> **Exercise**:
In the items below, return word for word the lines starting with the one that contains "the bush, the" and going on through the one that contains "x=411 y=185", both included. Return nothing else.
** START Exercise data **
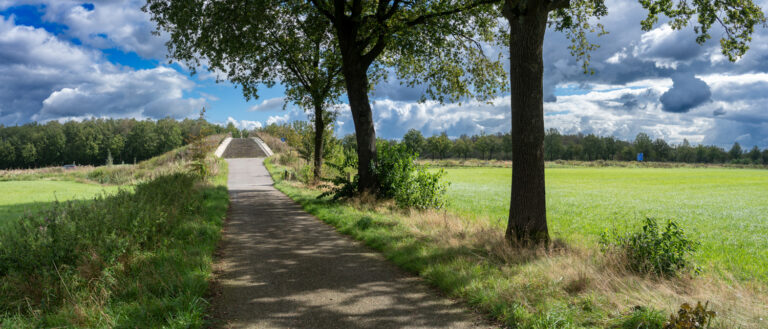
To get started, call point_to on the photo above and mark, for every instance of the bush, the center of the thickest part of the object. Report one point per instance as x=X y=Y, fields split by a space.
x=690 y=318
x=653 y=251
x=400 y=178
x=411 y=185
** END Exercise data **
** START Exercise data **
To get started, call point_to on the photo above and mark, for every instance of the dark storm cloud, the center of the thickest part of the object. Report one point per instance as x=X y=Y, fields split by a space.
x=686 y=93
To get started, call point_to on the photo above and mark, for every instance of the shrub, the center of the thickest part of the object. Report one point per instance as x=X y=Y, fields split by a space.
** END Exercise data **
> **Full answer**:
To get started, call point_to on the photo above and mark, for every instance of the bush, the center of the thickest part of the object. Report one point per instance as x=X y=Y, fields split by a space.
x=690 y=318
x=653 y=251
x=400 y=178
x=411 y=185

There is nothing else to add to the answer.